▶ **The task**: Nothing in the data may be altered, so output all of it exactly.

═════ Data section ═════

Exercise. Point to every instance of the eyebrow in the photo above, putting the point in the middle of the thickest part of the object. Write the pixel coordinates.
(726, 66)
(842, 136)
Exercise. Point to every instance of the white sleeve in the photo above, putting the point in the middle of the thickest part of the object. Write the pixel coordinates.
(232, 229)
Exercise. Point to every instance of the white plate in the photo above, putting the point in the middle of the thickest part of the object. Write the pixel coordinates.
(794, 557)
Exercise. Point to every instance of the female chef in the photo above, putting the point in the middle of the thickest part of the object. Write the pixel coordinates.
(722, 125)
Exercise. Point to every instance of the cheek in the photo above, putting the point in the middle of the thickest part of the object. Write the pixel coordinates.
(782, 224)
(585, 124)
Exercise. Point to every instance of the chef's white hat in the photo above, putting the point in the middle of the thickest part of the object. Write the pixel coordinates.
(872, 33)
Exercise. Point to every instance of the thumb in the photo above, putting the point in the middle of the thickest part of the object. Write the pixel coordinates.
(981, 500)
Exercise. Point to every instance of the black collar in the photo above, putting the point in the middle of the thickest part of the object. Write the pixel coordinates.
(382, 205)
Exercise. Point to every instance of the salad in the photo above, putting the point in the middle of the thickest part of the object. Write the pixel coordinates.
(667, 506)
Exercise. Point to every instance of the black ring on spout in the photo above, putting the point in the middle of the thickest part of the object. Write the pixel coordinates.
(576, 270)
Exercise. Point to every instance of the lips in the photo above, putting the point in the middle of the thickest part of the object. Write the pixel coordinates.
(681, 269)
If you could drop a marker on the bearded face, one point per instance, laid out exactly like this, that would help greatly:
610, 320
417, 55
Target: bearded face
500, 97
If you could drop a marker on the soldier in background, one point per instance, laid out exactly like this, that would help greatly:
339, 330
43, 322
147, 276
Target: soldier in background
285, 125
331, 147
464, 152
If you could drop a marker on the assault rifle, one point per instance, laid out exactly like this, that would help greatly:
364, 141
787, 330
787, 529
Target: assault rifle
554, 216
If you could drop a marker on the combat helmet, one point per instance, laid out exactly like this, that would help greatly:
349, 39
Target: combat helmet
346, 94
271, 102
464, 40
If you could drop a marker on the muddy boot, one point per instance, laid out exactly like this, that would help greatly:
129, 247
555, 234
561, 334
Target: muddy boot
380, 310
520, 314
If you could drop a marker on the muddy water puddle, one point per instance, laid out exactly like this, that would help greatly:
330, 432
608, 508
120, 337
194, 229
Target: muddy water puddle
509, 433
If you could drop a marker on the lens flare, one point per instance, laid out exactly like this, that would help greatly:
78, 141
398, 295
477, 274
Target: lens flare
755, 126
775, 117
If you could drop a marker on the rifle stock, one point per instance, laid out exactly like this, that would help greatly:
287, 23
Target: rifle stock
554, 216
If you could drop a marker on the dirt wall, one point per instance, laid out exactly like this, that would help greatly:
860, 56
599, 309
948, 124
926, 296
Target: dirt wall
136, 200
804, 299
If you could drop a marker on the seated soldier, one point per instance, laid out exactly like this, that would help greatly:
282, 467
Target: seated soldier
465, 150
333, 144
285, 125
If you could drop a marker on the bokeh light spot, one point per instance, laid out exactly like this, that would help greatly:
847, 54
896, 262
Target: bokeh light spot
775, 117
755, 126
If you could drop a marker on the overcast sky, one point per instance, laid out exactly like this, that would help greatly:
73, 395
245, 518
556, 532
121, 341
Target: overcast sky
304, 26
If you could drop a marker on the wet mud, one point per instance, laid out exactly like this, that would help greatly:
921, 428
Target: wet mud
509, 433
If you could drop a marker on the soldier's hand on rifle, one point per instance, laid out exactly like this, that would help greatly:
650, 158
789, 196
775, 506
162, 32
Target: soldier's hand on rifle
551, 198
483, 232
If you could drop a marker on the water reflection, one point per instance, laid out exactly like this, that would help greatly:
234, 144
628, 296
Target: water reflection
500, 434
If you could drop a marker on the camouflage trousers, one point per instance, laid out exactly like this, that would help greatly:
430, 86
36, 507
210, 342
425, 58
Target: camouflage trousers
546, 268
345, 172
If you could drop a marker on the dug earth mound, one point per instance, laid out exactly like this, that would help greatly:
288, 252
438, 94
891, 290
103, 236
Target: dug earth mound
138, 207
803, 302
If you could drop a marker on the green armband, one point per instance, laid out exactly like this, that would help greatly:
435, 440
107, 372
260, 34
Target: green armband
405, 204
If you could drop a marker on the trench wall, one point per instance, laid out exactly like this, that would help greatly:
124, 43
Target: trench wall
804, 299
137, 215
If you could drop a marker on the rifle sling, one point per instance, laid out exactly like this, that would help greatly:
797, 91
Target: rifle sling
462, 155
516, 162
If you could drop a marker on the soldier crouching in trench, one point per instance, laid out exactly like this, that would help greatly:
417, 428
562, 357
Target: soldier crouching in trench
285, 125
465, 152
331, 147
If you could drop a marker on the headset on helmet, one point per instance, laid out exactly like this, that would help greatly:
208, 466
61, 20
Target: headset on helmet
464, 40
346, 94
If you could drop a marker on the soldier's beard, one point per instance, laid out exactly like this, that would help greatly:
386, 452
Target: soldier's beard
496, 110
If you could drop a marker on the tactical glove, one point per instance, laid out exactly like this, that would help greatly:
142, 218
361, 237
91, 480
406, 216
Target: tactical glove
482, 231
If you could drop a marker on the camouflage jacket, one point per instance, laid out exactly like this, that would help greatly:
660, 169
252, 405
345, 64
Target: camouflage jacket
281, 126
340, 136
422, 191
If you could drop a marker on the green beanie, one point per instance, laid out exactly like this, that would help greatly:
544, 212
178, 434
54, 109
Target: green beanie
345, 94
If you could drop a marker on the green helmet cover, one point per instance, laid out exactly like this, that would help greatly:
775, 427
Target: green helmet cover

═════

▶ **Task output**:
Exercise. Point to every instance of the eyebrow in the photo above, putting the point in the middle of the thickest part of the object. Write the pixel coordinates.
(726, 66)
(842, 136)
Exercise. Point to every instance of the white sleeve in the photo above, putting the point in the middle of the thickest part of the object. Write the pixel coordinates.
(232, 229)
Exercise. Point to every instance of the white plate in the photo above, putting the point in the middle of the thickest part of the object. Write the pixel coordinates.
(794, 557)
Exercise. Point to every instance of the female chef in the photo above, putting the point in the middle of the thickest part of the object. Write the pixel coordinates.
(722, 125)
Exercise. Point to every instance of the cheek in the photo above, putting the point in the middle of the thickest part of the object. Write the pixel coordinates.
(782, 224)
(585, 124)
Exercise. Point to every instance of the chef's white hat in the photo above, putting the point in the middle of the thickest part of the object. Write the pixel coordinates.
(872, 33)
Exercise. Point to every instance of the thumb in the photo above, putting the point in the middle of the thickest part of the object. Write the pixel coordinates.
(981, 500)
Exercise. Point to every instance of the black collar in the photo above, putting the point in the middle of the thickest part of the object. Write the pixel coordinates.
(382, 205)
Exercise. Point to every instance of the salad in the photo above, putting the point in the middle of the thickest part of the object. Write the pixel coordinates.
(667, 506)
Exercise. Point to every instance of the black ring on spout in the photo above, putting the point in the middle of the thickest part of the object. Write the pixel coordinates.
(576, 270)
Exercise. Point to every instance of the lips in the photo above, putting the point in the middle of the thickest part of the object. Write the pixel coordinates.
(681, 269)
If you could drop a marker on the bearded face, one point per instance, laid out exactly like this, that would help greatly:
610, 320
417, 55
Target: bearded face
500, 97
If you could drop a marker on the soldier in background, one point per instance, laid out exactly like this, that would help greatly:
339, 330
43, 322
147, 276
Target: soldier in background
285, 125
331, 147
464, 152
If you could drop a marker on the assault rifle, one point per instance, laid out exactly like this, that would help greatly:
364, 141
787, 330
787, 529
Target: assault rifle
554, 216
If you could drop a marker on the combat helmet, one point per instance, laid out exactly like this, that would help greatly:
349, 39
Target: combat helmet
346, 94
271, 102
464, 40
If you could drop a marker on the muddy boot, one point per instance, laid out exactly like this, that would help greatly:
129, 247
555, 234
561, 334
Target: muddy boot
380, 310
520, 314
If you could drop a marker on the muddy water puddle, one point per instance, laid out exactly like this, that would help greatly:
330, 432
608, 508
120, 337
194, 229
Target: muddy water puddle
509, 433
If you could drop a marker on the lens flare, one point per instance, laid out exactly like this, that would help greatly:
78, 141
398, 295
477, 274
Target: lens flare
755, 126
775, 117
If you could drop a marker on the rifle stock, one point per instance, laid out exactly like this, that would help greatly:
287, 23
Target: rifle stock
554, 216
If you could drop a marker on the dirt wall, one point per instance, laid out exactly like this, that would help greatly:
860, 56
599, 309
948, 124
926, 296
Target: dirt wall
136, 200
804, 299
If you could drop a marker on the seated soldier, one point per instance, laid out exactly like this, that would help greatly:
282, 467
Target: seated soldier
465, 150
333, 144
285, 125
If you could drop a marker on the bokeh light spot, one point per instance, laid out exactly like this, that would help greatly:
847, 54
896, 262
Target: bokeh light spot
775, 117
755, 126
If you could drop a marker on the overcast sky, one point per instance, laid out exactly like this, that would help greatly:
73, 395
245, 518
556, 532
121, 341
Target: overcast sky
304, 26
If you could drop a marker on the wet mud, one point per instance, laid out exactly like this, that would help greatly:
921, 428
Target: wet mud
509, 433
If you could drop a marker on the soldier's hand on rifle, one point per instance, laid out exactly like this, that would help greatly:
650, 158
789, 196
775, 506
162, 32
Target: soldier's hand on rifle
551, 198
483, 232
If you could drop a marker on the water reflection, one point per instance, laid out exactly like this, that would help greatly:
234, 144
628, 296
Target: water reflection
500, 434
If you could drop a marker on the camouflage trousers, one point per instance, laid out exactly like this, that would help greatly:
430, 86
36, 507
210, 342
425, 58
Target: camouflage trousers
546, 268
345, 172
If you could drop a marker on the dug earth mound, one point per instance, laid out exactly like this, that would help greatly:
288, 252
438, 94
891, 290
103, 236
Target: dug earth mound
138, 207
803, 302
If you could drop a marker on the green armband, one point per instance, laid out exactly like this, that would help greatly:
435, 440
107, 372
260, 34
Target: green armband
405, 204
If you could drop a marker on the trench wall, one point per instance, laid out exactly like this, that would help greatly:
124, 43
Target: trench wall
804, 299
137, 215
If you could drop a marker on the rifle sling, one point per instance, laid out exactly like this, that would help greatly:
797, 91
Target: rifle sling
462, 155
516, 162
If you could drop a marker on the soldier crouching in trench, one point per instance, laid out exactly like this, that would help greatly:
417, 428
562, 357
Target: soldier crouching in trench
285, 125
465, 152
331, 147
If you could drop a marker on the headset on helmet, one point per instance, laid out exactly like this, that would help greatly:
208, 466
61, 20
Target: headset on helmet
464, 40
346, 94
If you could drop a marker on the soldier's beard, one point per instance, laid out exactly like this, that would help greatly:
386, 452
Target: soldier's beard
496, 110
If you could drop a marker on the tactical glove, one point per instance, laid out exactly like this, that would help greatly:
142, 218
361, 237
91, 480
406, 216
Target: tactical glove
482, 231
If you could drop a marker on the camouflage jacket, one point per instance, laid out exactly like this, that would help greatly:
660, 169
252, 405
345, 64
Target: camouflage jacket
281, 126
340, 136
422, 191
If you could drop a marker on the green beanie, one point per instance, laid out exactly like this, that would help greatly:
544, 212
178, 434
54, 109
Target: green beanie
345, 94
If you could drop a marker on the green helmet cover, one point per instance, laid out exactly like this, that would help greatly:
775, 427
Target: green helmet cover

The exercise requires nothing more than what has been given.